§ **Exercise prompt**:
Copy all lines containing the string "mouth" from the records below.

§ **Data section**:

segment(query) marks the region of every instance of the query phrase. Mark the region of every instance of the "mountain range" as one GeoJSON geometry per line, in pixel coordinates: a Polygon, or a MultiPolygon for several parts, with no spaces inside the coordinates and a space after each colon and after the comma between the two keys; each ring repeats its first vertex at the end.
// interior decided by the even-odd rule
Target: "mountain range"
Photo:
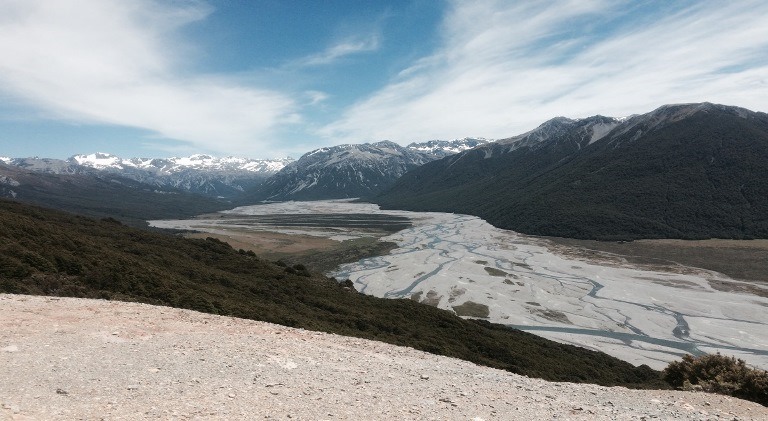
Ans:
{"type": "Polygon", "coordinates": [[[477,215],[535,235],[768,238],[768,115],[665,105],[626,118],[556,117],[497,141],[340,145],[296,161],[0,158],[0,196],[138,219],[161,209],[173,217],[174,208],[181,215],[362,197],[386,208],[477,215]]]}
{"type": "Polygon", "coordinates": [[[146,226],[148,219],[190,217],[231,207],[209,196],[150,185],[113,172],[87,167],[69,170],[45,172],[0,163],[0,198],[96,218],[116,218],[135,226],[146,226]]]}
{"type": "Polygon", "coordinates": [[[465,138],[400,146],[381,141],[339,145],[304,154],[247,196],[250,202],[371,197],[406,172],[436,159],[487,143],[465,138]]]}
{"type": "MultiPolygon", "coordinates": [[[[145,184],[148,186],[145,189],[182,191],[234,204],[252,204],[261,200],[371,196],[390,187],[410,169],[487,142],[465,138],[431,140],[406,147],[388,141],[341,145],[313,150],[298,161],[217,158],[202,154],[126,159],[92,153],[66,160],[0,157],[0,164],[30,171],[30,174],[119,177],[145,184]]],[[[13,198],[18,192],[8,183],[0,194],[13,198]]]]}
{"type": "Polygon", "coordinates": [[[0,161],[32,171],[53,174],[109,173],[156,187],[230,199],[258,186],[293,160],[216,158],[201,154],[174,158],[124,159],[107,153],[93,153],[74,155],[66,160],[35,157],[0,158],[0,161]]]}
{"type": "Polygon", "coordinates": [[[570,238],[768,238],[768,114],[710,103],[557,117],[415,168],[383,207],[570,238]]]}

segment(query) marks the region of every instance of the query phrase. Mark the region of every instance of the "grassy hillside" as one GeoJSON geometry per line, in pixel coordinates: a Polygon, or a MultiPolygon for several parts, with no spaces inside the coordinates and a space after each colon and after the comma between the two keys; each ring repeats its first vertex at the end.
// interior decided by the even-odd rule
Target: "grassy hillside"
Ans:
{"type": "Polygon", "coordinates": [[[375,339],[532,377],[664,387],[606,354],[463,320],[232,249],[0,200],[0,292],[137,301],[375,339]]]}
{"type": "Polygon", "coordinates": [[[768,238],[768,115],[744,112],[713,105],[658,127],[649,114],[643,130],[579,149],[471,151],[405,174],[375,201],[556,237],[768,238]]]}

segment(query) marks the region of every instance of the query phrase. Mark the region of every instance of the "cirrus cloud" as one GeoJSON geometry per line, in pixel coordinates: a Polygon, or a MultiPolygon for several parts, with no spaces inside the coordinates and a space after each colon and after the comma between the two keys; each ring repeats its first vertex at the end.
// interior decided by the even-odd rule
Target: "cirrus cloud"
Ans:
{"type": "Polygon", "coordinates": [[[768,97],[768,3],[455,1],[433,54],[318,134],[507,137],[558,116],[768,97]]]}
{"type": "Polygon", "coordinates": [[[0,91],[49,118],[141,128],[211,151],[268,149],[299,120],[293,99],[221,75],[185,71],[193,47],[178,36],[205,3],[153,0],[5,0],[0,91]]]}

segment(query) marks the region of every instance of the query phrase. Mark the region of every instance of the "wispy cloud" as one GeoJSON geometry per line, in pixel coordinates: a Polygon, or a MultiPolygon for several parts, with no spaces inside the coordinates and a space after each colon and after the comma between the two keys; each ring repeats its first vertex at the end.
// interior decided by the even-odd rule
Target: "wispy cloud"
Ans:
{"type": "Polygon", "coordinates": [[[304,95],[309,98],[309,105],[321,103],[330,97],[330,95],[322,91],[305,91],[304,95]]]}
{"type": "Polygon", "coordinates": [[[505,137],[558,115],[624,115],[665,103],[764,110],[768,3],[681,5],[454,2],[438,51],[319,134],[339,142],[505,137]]]}
{"type": "Polygon", "coordinates": [[[299,66],[323,66],[349,55],[376,51],[378,48],[379,36],[376,34],[350,37],[331,45],[324,51],[298,60],[295,64],[299,66]]]}
{"type": "Polygon", "coordinates": [[[210,12],[194,1],[4,0],[0,91],[49,118],[147,129],[210,151],[266,150],[275,127],[298,119],[290,97],[183,69],[195,52],[178,29],[210,12]]]}

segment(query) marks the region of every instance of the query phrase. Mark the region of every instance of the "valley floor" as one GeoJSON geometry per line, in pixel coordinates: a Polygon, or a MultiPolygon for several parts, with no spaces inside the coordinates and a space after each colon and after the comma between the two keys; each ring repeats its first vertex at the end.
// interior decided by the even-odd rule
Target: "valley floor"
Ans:
{"type": "Polygon", "coordinates": [[[768,419],[706,393],[549,383],[381,342],[0,294],[0,419],[768,419]]]}
{"type": "Polygon", "coordinates": [[[668,262],[640,265],[500,230],[466,215],[380,211],[344,201],[249,206],[224,215],[226,224],[214,218],[153,225],[218,235],[250,230],[339,240],[379,237],[397,248],[343,265],[332,275],[351,279],[366,294],[416,299],[656,369],[685,353],[703,352],[735,355],[768,368],[765,284],[668,262]],[[260,216],[278,214],[307,220],[386,214],[408,217],[413,226],[385,235],[349,226],[297,229],[258,223],[260,216]]]}

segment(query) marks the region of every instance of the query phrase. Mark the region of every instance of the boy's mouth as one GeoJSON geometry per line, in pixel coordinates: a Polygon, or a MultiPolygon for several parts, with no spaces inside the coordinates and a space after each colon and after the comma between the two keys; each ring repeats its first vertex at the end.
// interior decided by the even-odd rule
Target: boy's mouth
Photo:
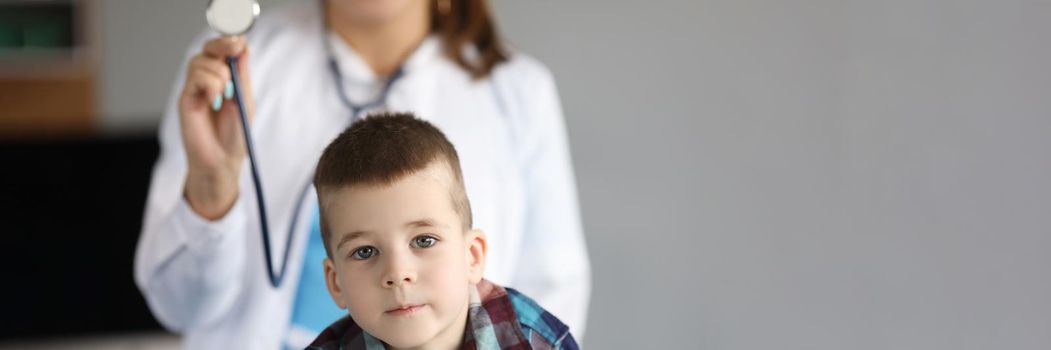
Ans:
{"type": "Polygon", "coordinates": [[[393,309],[387,310],[384,313],[392,316],[412,315],[417,311],[420,311],[420,309],[423,309],[424,306],[426,306],[426,304],[404,304],[399,305],[398,307],[395,307],[393,309]]]}

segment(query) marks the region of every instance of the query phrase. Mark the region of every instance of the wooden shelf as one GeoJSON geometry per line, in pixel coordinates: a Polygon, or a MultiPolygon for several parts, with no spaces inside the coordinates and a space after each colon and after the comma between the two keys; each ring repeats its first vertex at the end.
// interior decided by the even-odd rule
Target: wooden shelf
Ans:
{"type": "Polygon", "coordinates": [[[94,131],[96,6],[0,1],[0,137],[94,131]]]}

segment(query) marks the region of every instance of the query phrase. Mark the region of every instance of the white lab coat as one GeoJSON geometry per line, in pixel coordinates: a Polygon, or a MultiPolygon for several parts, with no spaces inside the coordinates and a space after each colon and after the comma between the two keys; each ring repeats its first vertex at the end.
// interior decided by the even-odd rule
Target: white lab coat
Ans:
{"type": "MultiPolygon", "coordinates": [[[[135,281],[160,323],[184,335],[186,348],[276,349],[288,335],[313,190],[301,210],[292,211],[321,151],[350,121],[326,63],[323,40],[332,37],[323,29],[318,3],[286,3],[268,11],[248,34],[257,99],[251,132],[275,265],[298,215],[280,288],[269,284],[247,164],[240,195],[226,216],[209,222],[187,205],[177,111],[185,64],[173,86],[135,255],[135,281]]],[[[215,36],[202,34],[190,54],[215,36]]],[[[335,41],[344,86],[355,102],[370,99],[379,83],[349,46],[335,41]]],[[[388,106],[431,121],[459,152],[475,227],[488,235],[486,278],[533,297],[579,339],[590,266],[552,76],[539,62],[513,53],[490,78],[473,81],[439,45],[431,37],[410,56],[388,106]]]]}

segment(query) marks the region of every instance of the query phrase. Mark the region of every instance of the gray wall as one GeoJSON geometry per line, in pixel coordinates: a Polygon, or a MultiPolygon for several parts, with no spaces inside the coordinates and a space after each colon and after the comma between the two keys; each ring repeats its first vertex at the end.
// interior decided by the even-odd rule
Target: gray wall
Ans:
{"type": "MultiPolygon", "coordinates": [[[[104,124],[155,125],[200,5],[103,3],[104,124]]],[[[1051,348],[1051,1],[493,5],[558,79],[589,348],[1051,348]]]]}

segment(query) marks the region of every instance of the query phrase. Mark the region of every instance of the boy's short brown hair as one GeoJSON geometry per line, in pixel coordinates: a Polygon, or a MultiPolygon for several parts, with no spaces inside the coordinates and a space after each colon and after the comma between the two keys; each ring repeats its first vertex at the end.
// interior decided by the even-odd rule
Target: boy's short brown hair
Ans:
{"type": "Polygon", "coordinates": [[[324,197],[326,193],[352,186],[386,186],[422,171],[434,162],[449,168],[453,208],[471,228],[471,203],[460,170],[460,157],[445,134],[412,113],[373,114],[354,123],[325,147],[314,173],[314,187],[321,203],[321,238],[332,257],[324,197]]]}

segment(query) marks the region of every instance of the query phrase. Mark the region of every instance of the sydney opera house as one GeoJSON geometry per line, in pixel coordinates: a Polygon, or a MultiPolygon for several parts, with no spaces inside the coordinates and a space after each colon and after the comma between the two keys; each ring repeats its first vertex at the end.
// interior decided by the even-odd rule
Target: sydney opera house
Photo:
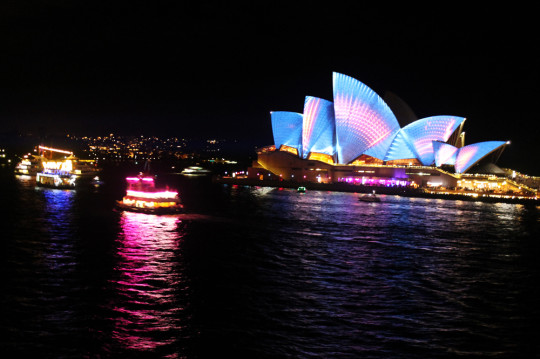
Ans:
{"type": "Polygon", "coordinates": [[[501,171],[507,141],[465,145],[465,118],[418,119],[397,96],[333,74],[333,102],[307,96],[303,113],[271,112],[274,145],[258,149],[250,177],[379,186],[460,187],[501,171]],[[485,173],[485,172],[484,172],[485,173]]]}

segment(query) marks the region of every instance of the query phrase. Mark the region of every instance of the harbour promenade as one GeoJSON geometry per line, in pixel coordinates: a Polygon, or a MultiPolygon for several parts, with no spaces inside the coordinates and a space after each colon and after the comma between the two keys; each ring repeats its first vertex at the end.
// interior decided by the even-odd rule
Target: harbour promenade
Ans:
{"type": "Polygon", "coordinates": [[[305,187],[311,191],[337,191],[354,193],[373,193],[381,195],[395,195],[402,197],[433,198],[461,201],[481,201],[481,202],[501,202],[529,204],[540,206],[538,197],[523,196],[513,194],[496,194],[489,192],[473,192],[448,189],[427,189],[412,187],[383,187],[383,186],[364,186],[349,183],[314,183],[314,182],[295,182],[286,180],[260,180],[254,178],[233,178],[220,177],[213,178],[213,182],[238,186],[258,186],[258,187],[276,187],[276,188],[298,188],[305,187]]]}

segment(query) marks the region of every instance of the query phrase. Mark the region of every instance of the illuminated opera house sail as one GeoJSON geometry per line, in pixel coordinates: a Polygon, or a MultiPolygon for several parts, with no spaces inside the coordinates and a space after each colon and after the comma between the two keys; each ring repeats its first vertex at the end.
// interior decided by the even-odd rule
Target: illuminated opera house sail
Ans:
{"type": "MultiPolygon", "coordinates": [[[[487,141],[465,146],[463,117],[436,115],[416,119],[396,96],[389,97],[387,103],[350,76],[333,73],[332,83],[333,101],[307,96],[303,113],[271,112],[274,146],[259,153],[259,159],[261,154],[267,156],[259,160],[261,167],[274,174],[279,172],[277,167],[302,167],[302,162],[290,157],[295,156],[304,163],[320,161],[342,167],[342,171],[355,165],[401,165],[444,168],[459,175],[484,158],[498,158],[508,144],[487,141]],[[271,152],[274,159],[268,157],[271,152]],[[284,164],[285,157],[279,154],[282,152],[289,156],[288,164],[284,164]]],[[[306,174],[295,173],[306,178],[306,174]]],[[[295,173],[290,172],[290,176],[295,173]]],[[[329,180],[340,178],[339,174],[333,177],[329,180]]]]}

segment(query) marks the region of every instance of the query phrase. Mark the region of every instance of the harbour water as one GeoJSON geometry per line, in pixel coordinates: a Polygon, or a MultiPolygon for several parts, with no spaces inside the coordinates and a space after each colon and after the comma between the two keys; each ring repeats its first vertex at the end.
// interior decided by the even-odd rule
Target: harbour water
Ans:
{"type": "Polygon", "coordinates": [[[185,214],[0,170],[2,357],[540,353],[536,206],[164,180],[185,214]]]}

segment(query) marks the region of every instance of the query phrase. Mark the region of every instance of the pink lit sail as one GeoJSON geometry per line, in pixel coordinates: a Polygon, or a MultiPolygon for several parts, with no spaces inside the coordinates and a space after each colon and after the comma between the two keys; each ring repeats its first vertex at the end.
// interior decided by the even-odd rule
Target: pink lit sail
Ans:
{"type": "Polygon", "coordinates": [[[465,146],[460,148],[456,159],[456,172],[464,172],[467,167],[472,163],[472,158],[478,152],[477,146],[465,146]]]}
{"type": "Polygon", "coordinates": [[[363,153],[384,159],[399,124],[372,89],[352,77],[334,73],[334,110],[338,162],[350,163],[363,153]]]}
{"type": "Polygon", "coordinates": [[[321,98],[306,96],[302,126],[302,157],[310,153],[333,156],[335,153],[334,104],[321,98]]]}
{"type": "Polygon", "coordinates": [[[433,150],[435,153],[435,165],[440,167],[442,165],[454,165],[456,163],[456,156],[458,148],[448,143],[433,141],[433,150]]]}
{"type": "Polygon", "coordinates": [[[460,148],[456,158],[456,172],[467,172],[475,163],[506,144],[504,141],[485,141],[460,148]]]}
{"type": "Polygon", "coordinates": [[[313,136],[313,130],[315,128],[315,120],[317,119],[320,111],[319,103],[320,99],[313,98],[311,101],[306,100],[306,103],[304,104],[304,117],[302,125],[302,152],[304,154],[304,158],[306,158],[310,152],[310,144],[313,136]]]}
{"type": "Polygon", "coordinates": [[[448,141],[464,120],[456,116],[426,117],[405,126],[402,131],[416,157],[423,165],[430,166],[435,162],[433,141],[448,141]]]}

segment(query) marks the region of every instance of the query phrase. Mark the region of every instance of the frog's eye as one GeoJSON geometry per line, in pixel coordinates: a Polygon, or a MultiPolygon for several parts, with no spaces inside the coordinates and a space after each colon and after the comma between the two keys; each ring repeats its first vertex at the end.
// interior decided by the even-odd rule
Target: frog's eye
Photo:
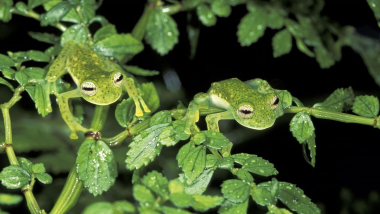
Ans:
{"type": "Polygon", "coordinates": [[[242,118],[242,119],[249,119],[252,118],[253,116],[253,108],[250,105],[242,105],[239,107],[237,110],[237,114],[242,118]]]}
{"type": "Polygon", "coordinates": [[[123,84],[123,74],[121,74],[120,72],[117,72],[114,76],[113,76],[113,84],[117,87],[120,87],[121,84],[123,84]]]}
{"type": "Polygon", "coordinates": [[[96,85],[92,82],[84,82],[81,86],[82,93],[87,96],[96,94],[96,85]]]}
{"type": "Polygon", "coordinates": [[[270,102],[270,107],[274,110],[278,107],[279,103],[280,103],[280,100],[278,99],[278,97],[276,95],[274,95],[274,97],[272,98],[272,100],[270,102]]]}

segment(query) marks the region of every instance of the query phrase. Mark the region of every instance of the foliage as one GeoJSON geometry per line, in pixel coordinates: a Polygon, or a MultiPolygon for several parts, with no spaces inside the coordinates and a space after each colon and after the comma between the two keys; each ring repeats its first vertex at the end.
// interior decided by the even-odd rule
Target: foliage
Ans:
{"type": "MultiPolygon", "coordinates": [[[[379,22],[380,2],[367,2],[379,22]]],[[[182,103],[172,110],[157,111],[163,100],[158,93],[160,84],[147,82],[147,79],[158,75],[159,69],[149,68],[149,63],[141,65],[148,69],[141,68],[131,61],[149,48],[160,56],[169,54],[181,41],[181,22],[175,19],[174,14],[184,12],[188,13],[188,37],[194,57],[200,25],[219,25],[222,22],[220,19],[231,16],[235,6],[246,8],[236,31],[241,46],[253,46],[268,34],[267,29],[271,29],[274,32],[271,40],[274,58],[291,53],[294,41],[302,54],[315,58],[323,69],[339,62],[342,48],[348,46],[363,57],[379,84],[379,51],[376,47],[371,47],[376,41],[369,38],[362,40],[352,27],[326,21],[326,17],[321,15],[323,0],[308,0],[302,4],[297,4],[297,1],[149,0],[137,24],[128,33],[119,33],[117,26],[111,24],[106,17],[98,15],[101,3],[102,1],[95,0],[28,0],[27,3],[0,0],[2,22],[10,22],[14,15],[21,15],[36,19],[42,27],[54,27],[61,31],[60,35],[28,32],[31,38],[48,45],[44,51],[8,51],[7,55],[0,54],[0,70],[3,75],[0,84],[6,86],[1,90],[11,90],[13,93],[8,102],[0,105],[5,130],[4,143],[0,149],[5,151],[10,161],[9,166],[2,168],[0,180],[6,188],[22,191],[31,213],[45,212],[33,195],[36,180],[44,185],[54,185],[53,177],[47,172],[66,173],[70,168],[72,170],[62,193],[49,213],[68,212],[81,199],[86,201],[85,205],[81,205],[83,201],[78,202],[81,208],[86,206],[82,213],[187,214],[217,211],[224,214],[248,213],[257,207],[265,207],[268,213],[321,213],[321,209],[301,188],[278,181],[275,176],[279,171],[264,156],[262,158],[247,152],[235,152],[235,145],[231,142],[233,138],[229,138],[227,133],[205,130],[201,125],[194,125],[191,133],[185,132],[188,115],[187,108],[182,103]],[[57,80],[51,81],[48,74],[50,67],[54,66],[53,62],[59,62],[60,58],[65,57],[62,48],[67,47],[65,45],[71,41],[87,44],[94,51],[88,53],[102,56],[101,59],[104,57],[106,66],[121,71],[124,75],[121,80],[136,83],[135,90],[130,85],[125,85],[129,97],[119,97],[115,108],[110,108],[108,104],[97,105],[90,126],[87,123],[87,112],[92,110],[81,101],[83,99],[78,99],[83,95],[78,95],[75,91],[76,87],[79,91],[86,88],[86,85],[75,85],[78,84],[75,72],[79,71],[73,71],[75,68],[66,64],[71,58],[58,65],[70,73],[70,80],[58,76],[57,80]],[[138,84],[137,80],[142,84],[138,84]],[[72,82],[74,84],[70,86],[72,82]],[[60,113],[54,108],[56,106],[50,95],[57,97],[60,113]],[[15,104],[28,96],[43,119],[32,117],[26,124],[11,125],[9,109],[19,108],[19,104],[15,104]],[[69,102],[64,100],[65,96],[74,99],[69,102]],[[67,108],[62,108],[62,103],[67,108]],[[142,115],[137,113],[140,105],[144,110],[142,115]],[[107,116],[110,110],[114,110],[114,118],[107,116]],[[54,129],[50,124],[44,125],[41,122],[59,115],[72,131],[85,132],[85,138],[73,143],[68,140],[68,133],[62,131],[67,130],[66,124],[54,129]],[[71,115],[73,116],[70,117],[71,115]],[[113,125],[107,127],[106,119],[114,119],[113,125]],[[28,127],[25,132],[17,132],[18,128],[30,124],[35,125],[28,127]],[[114,124],[119,124],[122,131],[116,133],[114,124]],[[82,125],[89,128],[82,128],[82,125]],[[40,133],[39,130],[45,132],[40,133]],[[12,131],[17,134],[12,135],[12,131]],[[102,133],[107,137],[103,137],[102,133]],[[108,137],[110,135],[114,137],[108,137]],[[126,138],[129,139],[128,146],[118,147],[126,138]],[[37,157],[16,157],[16,154],[31,151],[37,151],[37,157]],[[172,156],[166,157],[167,151],[174,152],[172,156]],[[168,159],[165,164],[170,165],[170,171],[156,166],[163,156],[168,159]],[[225,176],[220,176],[219,173],[224,173],[221,175],[225,176]],[[218,188],[211,185],[215,178],[220,181],[218,188]],[[112,188],[118,190],[118,195],[106,198],[105,195],[112,188]],[[82,189],[91,193],[92,198],[81,195],[82,189]],[[99,197],[93,199],[93,196],[99,197]],[[251,204],[258,206],[252,207],[251,204]]],[[[75,57],[81,64],[86,64],[81,56],[75,57]]],[[[113,84],[117,85],[115,80],[113,84]]],[[[315,103],[312,107],[305,107],[287,90],[276,90],[275,93],[279,99],[278,107],[274,110],[276,117],[295,114],[290,120],[290,131],[296,141],[304,146],[304,156],[313,167],[316,164],[316,126],[312,117],[380,127],[377,122],[378,98],[372,95],[355,97],[351,87],[335,90],[323,102],[315,103]],[[346,113],[348,111],[356,115],[346,113]]],[[[196,122],[200,115],[212,115],[226,110],[217,107],[202,106],[195,113],[196,122]]],[[[24,112],[18,116],[12,115],[12,120],[17,118],[27,121],[28,114],[24,112]]],[[[50,122],[54,123],[54,120],[50,122]]],[[[41,195],[49,197],[49,194],[41,195]]],[[[51,201],[51,198],[48,199],[51,201]]],[[[19,195],[0,193],[2,205],[18,204],[21,200],[19,195]]],[[[47,206],[52,205],[53,203],[47,206]]]]}

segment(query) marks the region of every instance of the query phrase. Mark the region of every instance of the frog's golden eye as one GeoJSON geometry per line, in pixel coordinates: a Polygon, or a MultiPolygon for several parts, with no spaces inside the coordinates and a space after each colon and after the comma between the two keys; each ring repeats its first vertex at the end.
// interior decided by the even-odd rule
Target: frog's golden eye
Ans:
{"type": "Polygon", "coordinates": [[[252,118],[253,116],[253,108],[250,105],[242,105],[239,107],[237,110],[237,114],[242,118],[242,119],[249,119],[252,118]]]}
{"type": "Polygon", "coordinates": [[[84,82],[81,85],[82,94],[93,96],[96,94],[96,85],[92,82],[84,82]]]}
{"type": "Polygon", "coordinates": [[[280,103],[280,100],[278,99],[278,97],[276,95],[274,95],[274,97],[272,98],[272,100],[270,102],[270,107],[274,110],[278,107],[279,103],[280,103]]]}
{"type": "Polygon", "coordinates": [[[120,73],[120,72],[117,72],[114,76],[113,76],[113,84],[117,87],[120,87],[122,84],[123,84],[123,74],[120,73]]]}

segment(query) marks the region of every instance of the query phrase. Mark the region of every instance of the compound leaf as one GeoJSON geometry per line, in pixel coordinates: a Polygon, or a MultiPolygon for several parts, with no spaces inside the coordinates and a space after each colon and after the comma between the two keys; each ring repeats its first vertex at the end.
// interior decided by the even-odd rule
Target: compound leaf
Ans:
{"type": "Polygon", "coordinates": [[[363,117],[377,117],[379,114],[379,99],[374,96],[357,96],[355,97],[352,111],[363,117]]]}
{"type": "Polygon", "coordinates": [[[290,131],[299,143],[305,142],[314,134],[310,116],[305,111],[298,112],[290,121],[290,131]]]}

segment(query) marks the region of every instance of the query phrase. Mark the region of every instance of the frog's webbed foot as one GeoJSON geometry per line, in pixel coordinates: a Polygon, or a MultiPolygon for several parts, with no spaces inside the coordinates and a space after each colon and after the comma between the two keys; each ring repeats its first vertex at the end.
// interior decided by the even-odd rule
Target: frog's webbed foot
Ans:
{"type": "Polygon", "coordinates": [[[78,139],[77,131],[82,131],[86,133],[89,129],[83,127],[78,119],[71,113],[69,107],[69,99],[74,97],[80,97],[79,90],[72,90],[62,94],[56,94],[59,110],[61,111],[61,115],[63,120],[66,122],[67,126],[71,130],[70,138],[78,139]]]}
{"type": "Polygon", "coordinates": [[[144,112],[149,113],[150,109],[146,105],[144,99],[141,97],[137,91],[136,85],[132,78],[126,78],[124,89],[127,91],[128,96],[131,97],[136,106],[136,116],[141,117],[144,112]]]}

§ **Expected output**:
segment(query) marks the region of every instance of the query phrase. Mark the region of every instance of the boy's mouth as one GeoJSON geometry per line, in pixel coordinates: a Polygon, or a MultiPolygon for several parts, with no spaces inside the coordinates and a space after each colon and after the comma between the two keys; each ring repeats its first vertex at the end.
Target: boy's mouth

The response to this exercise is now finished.